## Problems and tasks
[1] Update the Chicago hotels passage starting with "One of many" and going on through "some low-key socializing.", changing "gas grills" to "charcoal grills".
[2] Carry the Chicago hotels passage forward from its final sentence.
---------- Given passage ----------
Our experts have assembled a mix of luxury and boutique hotels in Chicago that stand out for their extraordinary style, service, and personality — places where you get a memorable experience, not just a room for the night.
LessOnly in Chicago can a hotelier reasonably hope to set up shop in a masterwork like the 1929 Art Deco Carbide & Carbon Building, with its stately dark stone and immaculate gold trim. It’s a perfect fit for Pendry, the urban luxury-boutique cousin to the Montage resorts; Pendry Chicago combines contemporary boutique-hotel good looks with upscale comforts and impressive views of the distinctive Loop cityscape.
A fixture in both central London and downtown Manhattan, the Soho House members’ clubs have been expanding, both to far-flung global locations and to major cities in the United States. And it’s in a picturesque 1908 industrial building in the neighborhood of Fulton Market that you’ll find Soho House Chicago, an establishment that is, if you’ll forgive what sounds like overstatement, much more than simply a hotel.
This Venetian Gothic landmark, previously a private club for the city’s (male) movers and shakers, dates back to the final decade of the 19th century. But now, after a renovation by architects Hartshorne Plunkard and an interior redesign by hospitality wizards Roman and Williams, the Chicago Athletic Association is a thoroughly up-to-date boutique hotel, in that retro-modern, luxury-boutique sort of way.
It makes sense that a hotel in Wrigleyville would pay homage to Zachary Taylor Davis, the architect behind the Chicago Cubs’ Wrigley Field. Sitting just across the street from the ballpark, this boutique hotel has paid particular attention to design, just like its namesake, mixing classic and mid-century styles. For baseball fans, rooms also come with Wrigley Field views.
When one of your favorite hotel brands moves into one of your favorite underutilized buildings, it’s a win-win. The Robey Chicago, from Grupo Habita, occupies North Tower, a 1929 Art Deco skyscraper in Wicker Park. The Mexican mini-chain tapped a Belgian design team, Nicolas Schuybroek Architects and Marc Merckx Interiors, to overhaul the place. The look is cool and industrial with a vintage twist.
One of many hotels to have learned the lessons of the apartment-sharing boom, Guesthouse Hotel offers one-, two-, and three-bedroom suites, each one fit for as long a stay as you’d like. They’ve got high ceilings, full kitchens, and private balconies complete with gas grills overlooking the quiet neighbors at Andersonville’s St. Boniface Cemetery. A roof deck, Club Room, and Library allow for some low-key socializing.
---------- Data for analysis ----------
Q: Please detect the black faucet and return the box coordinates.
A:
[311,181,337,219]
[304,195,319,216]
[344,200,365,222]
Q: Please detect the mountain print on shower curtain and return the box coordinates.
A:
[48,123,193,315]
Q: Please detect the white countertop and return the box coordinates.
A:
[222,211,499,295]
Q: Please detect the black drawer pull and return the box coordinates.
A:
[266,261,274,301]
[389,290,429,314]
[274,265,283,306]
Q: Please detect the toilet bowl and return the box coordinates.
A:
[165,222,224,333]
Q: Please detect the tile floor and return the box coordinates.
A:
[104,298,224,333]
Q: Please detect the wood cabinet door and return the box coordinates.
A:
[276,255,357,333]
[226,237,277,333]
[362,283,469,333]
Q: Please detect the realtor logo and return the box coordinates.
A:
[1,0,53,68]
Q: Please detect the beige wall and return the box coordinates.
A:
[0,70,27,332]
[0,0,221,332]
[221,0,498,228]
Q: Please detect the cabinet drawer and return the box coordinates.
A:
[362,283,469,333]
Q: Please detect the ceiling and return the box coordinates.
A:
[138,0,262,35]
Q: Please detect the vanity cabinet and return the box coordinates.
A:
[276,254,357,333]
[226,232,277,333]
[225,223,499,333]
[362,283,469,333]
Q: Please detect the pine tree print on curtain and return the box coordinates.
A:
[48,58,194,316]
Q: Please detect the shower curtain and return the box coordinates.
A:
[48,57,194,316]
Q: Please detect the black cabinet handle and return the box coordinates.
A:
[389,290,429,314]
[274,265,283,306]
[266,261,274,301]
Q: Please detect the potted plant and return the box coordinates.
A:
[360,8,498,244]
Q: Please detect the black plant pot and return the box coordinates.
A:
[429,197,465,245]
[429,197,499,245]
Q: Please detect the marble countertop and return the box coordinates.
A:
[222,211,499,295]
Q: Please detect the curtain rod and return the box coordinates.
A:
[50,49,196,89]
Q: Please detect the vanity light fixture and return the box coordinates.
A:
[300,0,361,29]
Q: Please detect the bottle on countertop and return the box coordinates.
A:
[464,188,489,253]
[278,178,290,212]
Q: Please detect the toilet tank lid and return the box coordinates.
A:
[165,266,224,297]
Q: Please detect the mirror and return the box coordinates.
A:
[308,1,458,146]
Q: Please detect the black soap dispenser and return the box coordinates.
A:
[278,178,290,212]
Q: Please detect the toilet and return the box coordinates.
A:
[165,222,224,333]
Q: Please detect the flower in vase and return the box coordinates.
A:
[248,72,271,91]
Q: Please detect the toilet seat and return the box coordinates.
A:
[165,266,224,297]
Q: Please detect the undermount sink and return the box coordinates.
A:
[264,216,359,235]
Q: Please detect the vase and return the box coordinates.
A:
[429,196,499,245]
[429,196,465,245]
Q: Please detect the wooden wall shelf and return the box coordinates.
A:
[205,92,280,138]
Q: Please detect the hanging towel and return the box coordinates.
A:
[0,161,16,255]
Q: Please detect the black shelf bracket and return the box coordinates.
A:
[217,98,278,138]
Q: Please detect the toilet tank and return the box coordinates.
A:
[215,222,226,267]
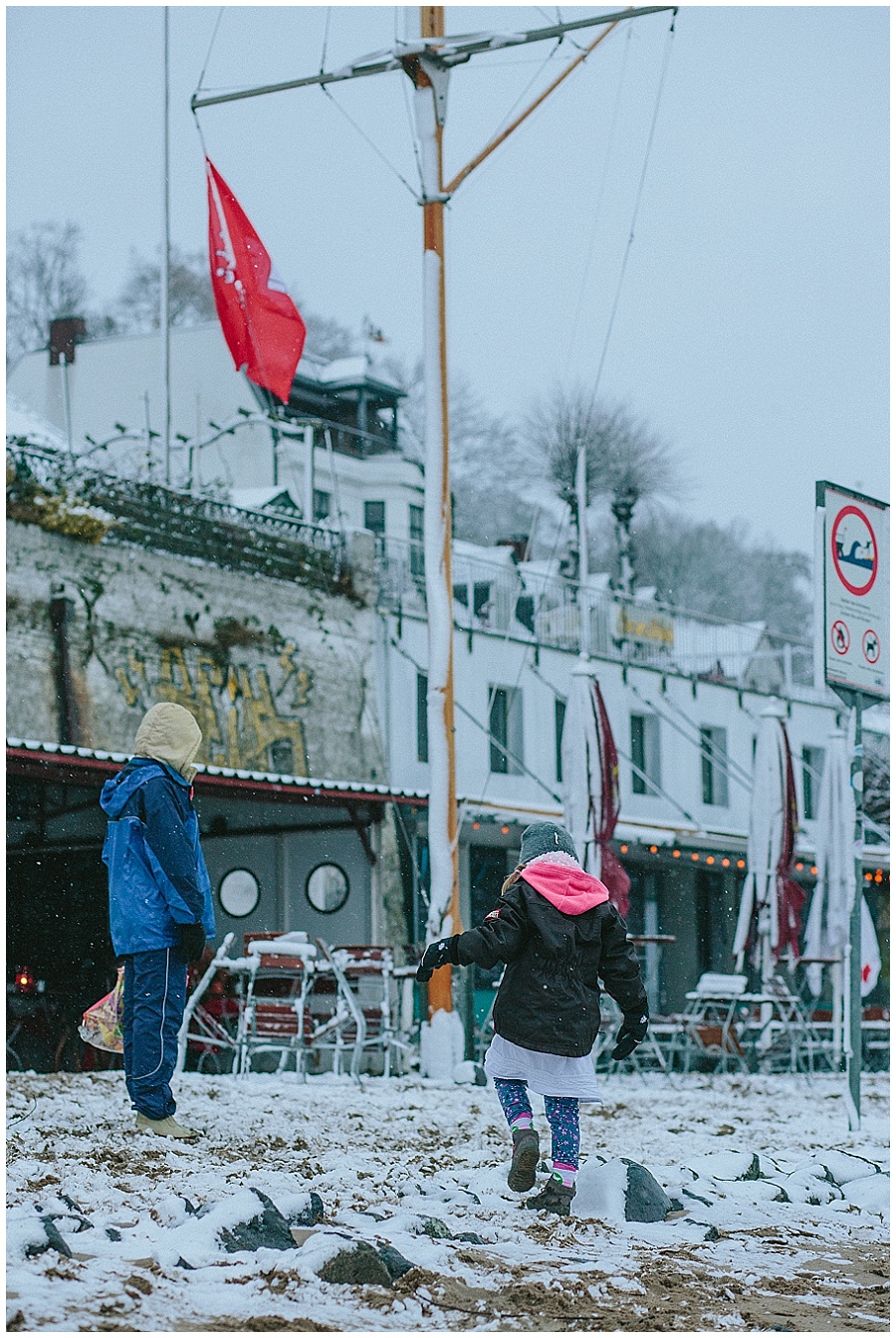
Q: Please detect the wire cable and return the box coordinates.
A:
[320,85,420,202]
[196,5,225,93]
[585,16,675,424]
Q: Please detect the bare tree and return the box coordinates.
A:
[523,385,678,592]
[112,246,215,334]
[7,222,87,366]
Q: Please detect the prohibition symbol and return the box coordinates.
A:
[830,618,849,656]
[861,627,880,665]
[830,505,877,599]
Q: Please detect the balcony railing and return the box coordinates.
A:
[7,443,350,592]
[377,540,811,693]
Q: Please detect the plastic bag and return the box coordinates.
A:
[78,966,124,1054]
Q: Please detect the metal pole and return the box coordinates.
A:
[159,5,171,486]
[844,692,865,1131]
[303,423,315,525]
[59,351,75,455]
[405,5,460,1015]
[575,442,589,660]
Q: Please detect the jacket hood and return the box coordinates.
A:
[99,758,180,820]
[521,855,610,915]
[133,701,202,780]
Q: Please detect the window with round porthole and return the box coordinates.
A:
[305,864,349,915]
[218,868,261,919]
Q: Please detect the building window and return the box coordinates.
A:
[700,725,728,808]
[409,506,424,576]
[363,502,385,534]
[802,747,823,819]
[631,715,661,794]
[417,673,429,762]
[488,685,523,777]
[554,697,565,780]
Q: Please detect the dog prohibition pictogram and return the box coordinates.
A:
[830,618,849,656]
[861,627,880,665]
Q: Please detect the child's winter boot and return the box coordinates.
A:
[136,1113,202,1143]
[507,1128,539,1194]
[526,1172,575,1218]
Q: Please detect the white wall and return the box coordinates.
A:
[381,614,861,851]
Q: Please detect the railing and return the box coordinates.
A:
[7,443,350,592]
[377,540,811,693]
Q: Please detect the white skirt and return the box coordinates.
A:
[483,1035,601,1101]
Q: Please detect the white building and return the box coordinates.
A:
[8,323,422,544]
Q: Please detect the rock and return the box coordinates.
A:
[285,1190,324,1226]
[26,1215,73,1259]
[841,1175,889,1222]
[689,1152,760,1180]
[377,1245,413,1282]
[317,1240,395,1287]
[218,1190,296,1253]
[822,1152,880,1186]
[572,1158,673,1222]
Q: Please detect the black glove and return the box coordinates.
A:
[176,925,206,962]
[416,934,457,985]
[610,1006,650,1059]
----------
## Answers
[1]
One of many hotels to have learned the lessons of the apartment-sharing boom, Guesthouse Hotel offers one-, two-, and three-bedroom suites, each one fit for as long a stay as you’d like. They’ve got high ceilings, full kitchens, and private balconies complete with charcoal grills overlooking the quiet neighbors at Andersonville’s St. Boniface Cemetery. A roof deck, Club Room, and Library allow for some low-key socializing.

[2]
The Viceroy hotels exist at the intersection of luxury-hotel extravagance and boutique-hotel tastefulness, and the Viceroy Chicago is no different. The building, a gently undulating glass tower, is pure luxe modernity, but the lower floors blend effortlessly into Chicago’s Gold Coast, thanks to the meticulously preserved façade of the 1920s-vintage Cedar Hotel, which was reassembled brick by brick.
Nobu Hotel Chicago stands over a stretch of Randolph Street known as Restaurant Row, but it doesn’t simply coasts on its kitchen’s reputation. The rooms and suites are Japanese-influenced, equal parts Zen and ultra-modern post-industrial — check out the cedar tubs in the suites — and they’re as luxurious as they are stylish, with plush beds custom-designed for Nobu and upscale conveniences.
For Sofitel Magnificent Mile, architect Jean-Paul Viguier was allowed to start from scratch, and the result is striking — a dramatic bright white wedge-shaped building that looks like a giant ice breaking ship cutting its way across Chicago. The inverted wedge shape has a delightful effect on the interiors as well — some guest rooms protrude out over the sidewalk, allowing a unique view straight down onto the street.
True to its name, the Publishing House Bed and Breakfast was once the Free Methodist Publishing House (and a casket factory, and a holograph museum). A Chicago institution, in other words, inside and out it’s a love letter to well-crafted design and material details like the double-sided fireplace in the public great room. Each of the 11 en-suite rooms is dedicated to a local author.